A policy that employees must wear clean uniforms while on duty and the assurance that servers will always appear in clean, freshly pressed uniform tops, primarily is a convenience and benefit to the employer. As such, the cost of the laundering and pressing of the garment is a cost of doing business that may not be imposed on the employees if doing so would reduce their wages below minimum wage. See 29 C.F.R. §§ 531.3(d)(2), 531.32(c), 531.35.

As Fact Sheet #2 explains, an employer may not pay tipped employees less than $2.13 an hour in direct wages. The employer may, however, pay tipped employees more than the minimum required cash wage. In this case, where an employer claims the full tip credit allowed (and the employee actually receives this full amount in tips), and the employer chooses to pay direct wages at a rate that exceeds the applicable minimum required, the employer would be allowed to accept from the tipped employee a payment for uniform cleaning that did not exceed the amount of the direct cash wage received in that workweek that was in excess of the required minimum. For example, if an employer chooses to pay $3.13 per hour in direct wages and claims the full tip credit, that server’s regular rate would be $6.15 per hour, and this is the rate on which additional half-time pay would be computed if the server worked more than 40 hours in a workweek. In this example, the employer could deduct each week toward uniform maintenance up to $1.00 per hour for each hour the server worked that week. See FOH § 30d08 (copy enclosed).

Question 2 continued: Please also advise concerning the restaurant’s responsibilities, if any, if the server, having the option of leaving the shirt to be washed and pressed by the restaurant, elects not to do so, but instead to launder, or have the shirt laundered, on his or her own.

As discussed earlier, the question of whether a restaurant is liable for the cleaning of garments worn by its servers depends upon whether the garment qualifies as a “uniform,” as that word is used in the context of the FLSA. You have mentioned that servers wear a black shirt with an iron on patch where they place their name-tags. You have not indicated whether these shirts are of a particular style or fabric, but because of the iron on patches, it is assumed that they are uniform shirts.

Where employee uniforms require ironing, dry cleaning, daily washing, commercial laundering, or other special treatment, because of heavy soiling in work usage or in order to meet cleanliness or appearance standards set by an employer, the employees must be reimbursed for uniform maintenance costs which reduce their wages below the minimum wage. For enforcement purposes, the Wage and Hour Division (WHD) will accept paying the employee $5.15 per week, or an equivalent daily allocation, as satisfying this requirement. The WHD will also, of course, accept documentation that shows employee reimbursement for the actual cost of the cleaning. See FOH § 30c12(b) (copy enclosed).

* **Objective 1**
Reproduce word for word the part of the passage on uniform cleaning costs that begins with "As discussed earlier, the" and ends after "are uniform shirts.".
* **Objective 2**
Extend the passage on uniform cleaning costs, picking up right after its last sentence.

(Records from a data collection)
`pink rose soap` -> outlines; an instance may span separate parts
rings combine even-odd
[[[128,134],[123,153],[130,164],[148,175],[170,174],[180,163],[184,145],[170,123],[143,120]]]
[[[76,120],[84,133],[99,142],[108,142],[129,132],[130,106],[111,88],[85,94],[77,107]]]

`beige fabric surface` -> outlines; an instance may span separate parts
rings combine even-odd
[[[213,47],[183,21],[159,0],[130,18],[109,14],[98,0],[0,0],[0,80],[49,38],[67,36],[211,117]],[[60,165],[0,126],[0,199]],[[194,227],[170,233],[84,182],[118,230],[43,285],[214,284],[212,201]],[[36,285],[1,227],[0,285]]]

* **Final answer 1**
As discussed earlier, the question of whether a restaurant is liable for the cleaning of garments worn by its servers depends upon whether the garment qualifies as a “uniform,” as that word is used in the context of the FLSA. You have mentioned that servers wear a black shirt with an iron on patch where they place their name-tags. You have not indicated whether these shirts are of a particular style or fabric, but because of the iron on patches, it is assumed that they are uniform shirts.

* **Final answer 2**
On the other hand, where an employer notifies employees that the employer will launder or clean, at no cost to the employees, all uniforms they are required to wear, yet some employees choose not to accept this offer, but to clean the uniforms at their own expense, the employer is not bound to reimburse such employees. Also, the WHD will not require that an employer reimburse employees for uniform maintenance in cases where the following three criteria are met: the uniforms are (a) made of “wash and wear” material, (b) may be routinely washed and dried with other personal garments and (c) do not require ironing or other special treatment. See FOH §§ 30c12(b) and (c) (copies enclosed).

3. Assume the same facts as in example 2, except that in addition to the shirt, the restaurant provides its servers with an apron that has a logo. The server leaves the shirt and apron at the establishment at the end of each shift. The employer has the shirts and aprons professionally laundered. The employer wishes to deduct the actual cost of laundering the shirt and apron from the earnings of the server, so long as the server’s earnings – including both direct wages paid by the employer and tips – are at least $5.15 an hour after the deduction.

See the response to question #2. The addition of the apron does not change the fact that the employer cannot accept from the employee any payment for this service where the deduction would bring the employee’s wage below the minimum wage.

4. Assume the same facts as in example 3. If each server signs an agreement requesting the employer to launder his or her shirt and apron, can the employer deduct from the server’s total earnings (including the $2.13 direct wages and tips) the actual cost of laundering?

See the discussion under question #2 above. Please note that employees cannot waive their rights to receive the minimum wage. See Brooklyn Savings Bank v. O’Neil, 324 U.S. 697 (1945).

This opinion is based exclusively on the facts and circumstances described in your request and is given based on your representation, express or implied, that you have provided a full and fair description of all the facts and circumstances that would be pertinent to our consideration of the question presented. Existence of any other factual or historical background not contained in your letter might require a conclusion different from the one expressed herein. You have represented that this opinion is not sought by a party to pending private litigation concerning the issues addressed herein. You have also represented that this opinion is not sought in connection with an investigation or litigation between a client or firm and the Wage and Hour Division or the Department of Labor.

We trust that this letter is responsive to your inquiry.

Sincerely,

Alfred B. Robinson, Jr.

Acting Administrator

Enclosures:

FLSA sections 3(m) and 3(t)

29 C.F.R. §§ 531.3; 531.32; 531.35; 531.40; and 531.52

Field Operations Handbook §§ 30c12(b) and (c); 30c12(f); 30d01(a); and 30d08

Wage and Hour Opinion Letters November 22, 1978; April 30, 1975; and February 18, 1975

* Note: The actual name(s) was removed to preserve privacy in accordance with 5 U.S.C. § 552(b)(7)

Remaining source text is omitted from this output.